◆ Your instructions:
Every record here must be set down once more, precisely as it reads.

◆ Exercise data:
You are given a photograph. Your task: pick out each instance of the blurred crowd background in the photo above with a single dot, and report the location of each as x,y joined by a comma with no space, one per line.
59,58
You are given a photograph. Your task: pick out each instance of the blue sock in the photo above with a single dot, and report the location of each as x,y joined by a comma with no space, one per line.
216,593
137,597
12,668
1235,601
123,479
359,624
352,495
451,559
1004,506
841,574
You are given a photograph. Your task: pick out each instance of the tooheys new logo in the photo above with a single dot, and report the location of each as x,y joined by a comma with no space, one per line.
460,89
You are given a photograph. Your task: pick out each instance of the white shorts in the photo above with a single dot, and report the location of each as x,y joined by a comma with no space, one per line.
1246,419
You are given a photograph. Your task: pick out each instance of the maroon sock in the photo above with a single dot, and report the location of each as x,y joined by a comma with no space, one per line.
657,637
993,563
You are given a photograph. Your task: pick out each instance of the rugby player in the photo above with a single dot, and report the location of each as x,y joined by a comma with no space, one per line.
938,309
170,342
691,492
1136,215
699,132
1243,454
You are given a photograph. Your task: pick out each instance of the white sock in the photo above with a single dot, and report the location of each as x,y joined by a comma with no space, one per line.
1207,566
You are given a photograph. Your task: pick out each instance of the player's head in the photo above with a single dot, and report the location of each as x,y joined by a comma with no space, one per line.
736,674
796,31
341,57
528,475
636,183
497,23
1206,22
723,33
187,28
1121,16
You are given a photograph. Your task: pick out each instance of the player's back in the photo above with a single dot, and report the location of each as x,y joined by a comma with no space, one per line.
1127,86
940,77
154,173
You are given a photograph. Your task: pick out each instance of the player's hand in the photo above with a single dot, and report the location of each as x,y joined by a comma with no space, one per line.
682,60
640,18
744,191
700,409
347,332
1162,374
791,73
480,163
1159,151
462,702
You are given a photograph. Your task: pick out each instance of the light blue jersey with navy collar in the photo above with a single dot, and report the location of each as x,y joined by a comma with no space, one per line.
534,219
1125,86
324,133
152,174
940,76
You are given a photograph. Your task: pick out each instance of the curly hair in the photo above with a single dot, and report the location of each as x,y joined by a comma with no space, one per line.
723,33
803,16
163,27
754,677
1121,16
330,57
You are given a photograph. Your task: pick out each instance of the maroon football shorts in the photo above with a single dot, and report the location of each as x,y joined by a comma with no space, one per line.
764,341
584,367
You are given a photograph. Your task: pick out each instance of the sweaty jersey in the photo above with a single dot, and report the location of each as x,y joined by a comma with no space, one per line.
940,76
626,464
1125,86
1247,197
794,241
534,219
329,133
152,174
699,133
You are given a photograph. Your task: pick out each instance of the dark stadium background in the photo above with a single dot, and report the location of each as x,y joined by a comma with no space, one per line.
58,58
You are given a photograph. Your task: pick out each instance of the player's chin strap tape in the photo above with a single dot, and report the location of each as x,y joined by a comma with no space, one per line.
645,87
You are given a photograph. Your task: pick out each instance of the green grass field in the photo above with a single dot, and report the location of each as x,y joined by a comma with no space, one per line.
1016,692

◆ Solution for this problem:
You are given a photograph. Your task: pick out each instance of the blurred crowd background in the photo above with a single dot, and report the location of each as x,y joined by a comma with no space, one per line.
59,58
You are given a photograph. Your task: pick out each instance of the blue sock in the photo above with a single dot, and report the location of each as x,y joined by a comma with no space, one per line.
216,593
137,597
12,668
1235,601
123,479
359,624
352,495
451,559
1004,506
841,574
You are given a photograph. Your task: pick out each instance of the tooheys new logo in the photo above with a single dot, and report the location of each as x,y joined by a comma with no space, one per line.
460,89
You are given a photograph. Your task: pick out each instance of the white shorts in the photo above with a single dot, and report the location of each as x,y joined by a comma with no space, one per line.
1246,419
You are given a photograph. Your task: pick out each instance of the maroon sock in the photo above with a single dot, and report the location of each as x,y joined by a comma with no space, one per line.
657,637
993,563
You are given a photograph. Your task: pick out each instance of the rugby player in the photo above with a single dot, and report the location of each as x,y joined by a comma with no space, one per line.
938,309
170,342
691,492
1136,215
699,132
1243,454
You are given a photograph. Your task: pick out each instance of the white sock in the photo above with a single dot, and report the location of each as x,y joined by a comma with no space, one per line.
1207,566
You are given a photograph. Your task: pick out each instance of the player's head in the photo above with a single dot, and report the location of each as x,y joined by a comma with no space, one per line.
736,674
796,31
341,57
528,475
636,183
497,23
1206,22
723,33
187,28
1121,16
You are given a photograph. Your task: pick out each instance of the player's back in the photo above with a single dot, and report the location of each as x,y joined by a comma with no space, one per line.
1127,86
940,77
154,173
You are given a photograph. Your task: pick out each instance of the player's hand in the photo above with a single dot, and report the location of each as x,y joined by a comma with no space, one per line.
682,60
640,18
744,191
700,409
347,332
1162,374
791,73
480,163
1159,151
462,702
You are given a photograph. Your task: pick out each instance of the light blue jersey with navy collar in the photo above with a single dot, and report the location of each as x,y joined by a comma with no space, one per line.
534,219
1125,86
324,133
152,174
940,76
You are given a photograph. Your task: pick out each instance of the curly hair in the photo above with a single dot, and report the location of each as x,y joined by a comma with no space, one per line.
723,33
803,16
163,27
754,677
1121,16
330,57
You are given a photograph. Your task: pick out each instance of the maroon football shorts in the photo above with a single dot, and report the location of each as x,y joined by a comma with no space, one per line.
764,341
584,367
You are given a photograph. Your task: pick out each instance of the sweaty jersey in the photo above with a single dot, and report the location of each as x,y joined by a comma with no space, one per line.
940,76
626,464
1125,86
1247,197
794,241
534,219
329,133
152,174
699,133
You are given a photograph. Your task: pick out each instance of the dark stadium background in the photo above with a single dot, and report the location of each as x,y joined by a comma with no space, one per line.
58,58
You are given a photograph. Your task: pick out each instance of the player's chin strap tape in the photo above with a single dot, and report the location of each as x,y joined by a comma with no space, one per line.
645,87
You are given a photograph. Your task: pick out each instance of the green grass field in the photo above with a single dot, and report the location of each as x,y joined by a comma with no space, one per line.
1016,692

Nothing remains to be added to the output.